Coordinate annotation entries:
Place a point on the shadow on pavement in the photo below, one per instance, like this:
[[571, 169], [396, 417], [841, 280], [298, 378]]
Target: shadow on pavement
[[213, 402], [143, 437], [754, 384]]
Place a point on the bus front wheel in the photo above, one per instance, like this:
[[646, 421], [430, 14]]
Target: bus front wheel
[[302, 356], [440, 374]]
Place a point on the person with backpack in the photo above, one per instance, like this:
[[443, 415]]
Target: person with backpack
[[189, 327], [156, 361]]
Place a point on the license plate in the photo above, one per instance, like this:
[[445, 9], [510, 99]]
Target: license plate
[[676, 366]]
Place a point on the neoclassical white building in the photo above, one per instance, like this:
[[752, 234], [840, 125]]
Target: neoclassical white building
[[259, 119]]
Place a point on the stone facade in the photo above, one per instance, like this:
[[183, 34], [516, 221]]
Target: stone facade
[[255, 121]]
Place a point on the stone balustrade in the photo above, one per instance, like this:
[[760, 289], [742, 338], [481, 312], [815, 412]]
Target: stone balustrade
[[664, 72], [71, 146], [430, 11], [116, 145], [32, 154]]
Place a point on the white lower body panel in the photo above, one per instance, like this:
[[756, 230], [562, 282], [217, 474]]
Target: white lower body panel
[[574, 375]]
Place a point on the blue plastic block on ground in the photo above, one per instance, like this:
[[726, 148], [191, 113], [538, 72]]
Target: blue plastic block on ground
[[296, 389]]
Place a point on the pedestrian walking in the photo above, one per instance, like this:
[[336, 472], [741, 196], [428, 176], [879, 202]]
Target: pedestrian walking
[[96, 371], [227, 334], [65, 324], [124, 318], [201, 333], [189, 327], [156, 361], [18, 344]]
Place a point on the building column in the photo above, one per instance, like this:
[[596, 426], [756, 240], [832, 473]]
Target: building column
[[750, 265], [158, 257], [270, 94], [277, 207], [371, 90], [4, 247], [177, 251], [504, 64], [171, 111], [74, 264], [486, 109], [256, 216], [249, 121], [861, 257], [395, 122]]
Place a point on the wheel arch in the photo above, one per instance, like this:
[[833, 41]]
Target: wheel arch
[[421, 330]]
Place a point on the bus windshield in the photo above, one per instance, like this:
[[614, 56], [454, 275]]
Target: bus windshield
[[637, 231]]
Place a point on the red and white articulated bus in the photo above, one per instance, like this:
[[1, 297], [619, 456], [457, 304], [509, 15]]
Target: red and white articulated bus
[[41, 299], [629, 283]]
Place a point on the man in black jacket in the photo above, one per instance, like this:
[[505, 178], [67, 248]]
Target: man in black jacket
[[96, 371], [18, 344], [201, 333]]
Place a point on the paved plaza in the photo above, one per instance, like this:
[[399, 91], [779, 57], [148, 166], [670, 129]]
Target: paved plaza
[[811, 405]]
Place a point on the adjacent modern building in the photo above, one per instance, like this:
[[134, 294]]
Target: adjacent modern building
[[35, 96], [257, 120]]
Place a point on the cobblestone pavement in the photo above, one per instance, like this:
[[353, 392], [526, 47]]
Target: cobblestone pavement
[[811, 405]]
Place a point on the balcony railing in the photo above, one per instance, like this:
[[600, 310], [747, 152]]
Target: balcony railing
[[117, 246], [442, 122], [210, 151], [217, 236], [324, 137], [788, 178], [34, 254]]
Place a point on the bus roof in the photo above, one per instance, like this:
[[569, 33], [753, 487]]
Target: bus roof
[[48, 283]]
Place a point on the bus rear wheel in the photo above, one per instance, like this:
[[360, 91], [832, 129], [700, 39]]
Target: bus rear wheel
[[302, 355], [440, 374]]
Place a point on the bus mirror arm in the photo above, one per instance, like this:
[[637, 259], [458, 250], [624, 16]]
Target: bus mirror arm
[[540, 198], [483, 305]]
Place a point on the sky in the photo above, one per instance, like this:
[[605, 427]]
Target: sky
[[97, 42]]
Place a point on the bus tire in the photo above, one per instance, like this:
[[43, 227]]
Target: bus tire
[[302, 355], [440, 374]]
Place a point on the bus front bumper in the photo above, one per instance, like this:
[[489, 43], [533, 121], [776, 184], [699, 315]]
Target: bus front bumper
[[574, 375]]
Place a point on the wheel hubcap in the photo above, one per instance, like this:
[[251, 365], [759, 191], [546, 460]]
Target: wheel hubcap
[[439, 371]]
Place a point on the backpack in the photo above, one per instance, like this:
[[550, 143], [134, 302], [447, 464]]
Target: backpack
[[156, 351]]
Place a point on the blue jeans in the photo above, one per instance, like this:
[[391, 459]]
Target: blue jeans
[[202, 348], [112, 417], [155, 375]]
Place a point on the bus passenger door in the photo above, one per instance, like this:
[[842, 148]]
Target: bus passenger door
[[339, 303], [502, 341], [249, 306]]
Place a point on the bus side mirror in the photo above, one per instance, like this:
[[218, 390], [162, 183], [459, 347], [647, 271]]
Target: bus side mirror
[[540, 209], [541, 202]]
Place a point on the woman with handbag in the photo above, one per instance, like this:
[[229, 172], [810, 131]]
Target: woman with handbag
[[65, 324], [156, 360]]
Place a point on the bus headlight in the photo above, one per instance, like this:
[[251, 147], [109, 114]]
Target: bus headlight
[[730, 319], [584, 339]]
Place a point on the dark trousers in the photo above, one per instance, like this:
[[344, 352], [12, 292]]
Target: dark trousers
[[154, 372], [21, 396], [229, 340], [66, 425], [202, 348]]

Given request: Copy all of the lines above word for word, changing nothing.

The output:
Place a point on the shadow on pavement in the photo below, one per instance, like this:
[[571, 169], [396, 417], [841, 280], [298, 378]]
Target: shadow on pavement
[[213, 402], [143, 437], [754, 384]]
Place a point on the bus front wheel in the photo above, one per instance, like this:
[[646, 421], [430, 14]]
Target: bus front wheel
[[302, 356], [440, 374]]
Place a point on the person with backpack in the photo above, one per instance, like this:
[[443, 415]]
Target: person with backpack
[[189, 327], [156, 361]]
Place a point on the license plate in the photo above, one per instance, like this:
[[445, 9], [510, 99]]
Target: license plate
[[676, 366]]
Place a point on the neoclassical white building in the photo above, one per instance, like this:
[[752, 234], [840, 125]]
Target: neoclassical white building
[[259, 119]]
Place a point on the stone facade in the photo above, one per instance, like this:
[[183, 34], [516, 221]]
Target: stone facade
[[255, 121]]
Place a point on the stone balustrade in the photo above, one per instance, like this:
[[760, 289], [742, 338], [481, 312], [815, 412]]
Target: stone balustrade
[[664, 72], [71, 146], [430, 11], [116, 145], [32, 154]]
Place a point on the white lower body panel in the photo above, one per instance, like this:
[[756, 230], [562, 282], [217, 474]]
Target: white lower body panel
[[574, 375]]
Place a point on the blue plastic block on ground in the photo above, one per instance, like this:
[[726, 148], [191, 113], [538, 72]]
Target: blue plastic block on ground
[[296, 389]]
Place a point on the pedestrian walking in the photo above, one per instance, like this:
[[336, 472], [741, 196], [428, 176], [879, 202]]
Target: pedestrian walking
[[96, 371], [227, 334], [65, 324], [124, 318], [201, 333], [189, 327], [156, 361], [18, 344]]
Place a point on the building column in the photo above, one per instance, like this:
[[596, 426], [756, 240], [832, 473]]
Target: building column
[[750, 265], [158, 257], [270, 94], [277, 207], [371, 90], [4, 247], [177, 251], [504, 64], [171, 111], [74, 264], [486, 109], [256, 216], [249, 121], [861, 257], [395, 122]]
Place a point on the wheel arch in the photo above, one per instance, like this:
[[833, 41]]
Target: wheel arch
[[421, 330]]
Place a point on the bus windshield in the photo above, one per instance, like this:
[[614, 56], [454, 275]]
Target: bus windshield
[[637, 231]]
Place a point on the red and white articulated bus in the photo above, one per instance, like this:
[[1, 297], [619, 456], [457, 304], [509, 15]]
Target: red and white articulated bus
[[41, 299], [629, 283]]
Place a point on the man in black jacket in the photo above, one per instance, like this:
[[505, 178], [67, 248]]
Target: man in black jacket
[[96, 371], [18, 344], [201, 333]]
Place a point on the paved plaza in the photo above, one per instance, like this:
[[399, 91], [779, 57], [148, 166], [670, 129]]
Target: paved plaza
[[811, 405]]
Place a point on the adjacent modern building in the photo above, one per instance, like this:
[[134, 294]]
Target: adjacent modern building
[[35, 96], [257, 120]]
Place a point on the cobblestone pavement in the photo above, one per instance, like this:
[[353, 392], [526, 47]]
Target: cobblestone pavement
[[811, 405]]
Place a point on the balcony railing in the photo above, one per instance, like this:
[[600, 310], [747, 152]]
Target: balcony railing
[[117, 246], [442, 122], [210, 151], [217, 236], [324, 137], [788, 178], [34, 254]]
Place a point on the bus roof in the photo above, one per instance, like this:
[[569, 33], [753, 487]]
Target: bus roof
[[48, 283]]
Place a point on the bus rear wheel in the photo above, one per instance, like this:
[[360, 91], [832, 129], [700, 39]]
Target: bus rear wheel
[[302, 355], [440, 374]]
Place a point on the bus mirror arm in the photo above, one per instance, like this:
[[637, 259], [458, 250], [624, 16]]
Target: bus mirror arm
[[540, 198], [483, 305]]
Place a point on the sky in the photo above, one per instance, like this:
[[605, 427]]
Target: sky
[[97, 42]]
Place a point on the bus tire in the photo above, one per instance, like this:
[[43, 227]]
Target: bus tire
[[302, 355], [440, 374]]
Place a point on the bus front bumper in the photo above, one per instance, like this:
[[489, 43], [533, 121], [776, 184], [699, 315]]
Target: bus front bumper
[[574, 375]]
Place a point on the wheel hubcap in the photo above, one per instance, like this:
[[251, 365], [759, 191], [546, 460]]
Target: wheel hubcap
[[439, 371]]
Place a point on the backpack in the photo above, one per instance, like this:
[[550, 143], [134, 302], [447, 464]]
Target: backpack
[[156, 351]]
Place a point on the blue jeans in the photo above, one per instance, like this:
[[391, 459]]
Target: blue jeans
[[202, 348], [112, 417], [155, 375]]
Place a point on the bus passenger door in the photo above, one per instance, like this:
[[842, 148]]
Target: bus passenger door
[[339, 303], [502, 341], [249, 306]]
Place a point on the bus side mirror in the photo above, one per instance, like this:
[[218, 390], [162, 183], [459, 347], [647, 271]]
Target: bus side mirror
[[540, 209], [541, 202]]
Place a point on the woman with handbag in the photo above, one per instance, like this:
[[229, 172], [810, 131]]
Target: woman with handbag
[[65, 324], [156, 360]]
Place a point on the bus headlight in the photo above, one per instance, like this:
[[251, 147], [109, 114]]
Target: bus headlight
[[730, 319], [584, 339]]
Place a point on the dark trousers in the photo above, one per instance, like this:
[[344, 352], [12, 292]]
Target: dark trousers
[[154, 372], [21, 396], [229, 340], [66, 425], [202, 348]]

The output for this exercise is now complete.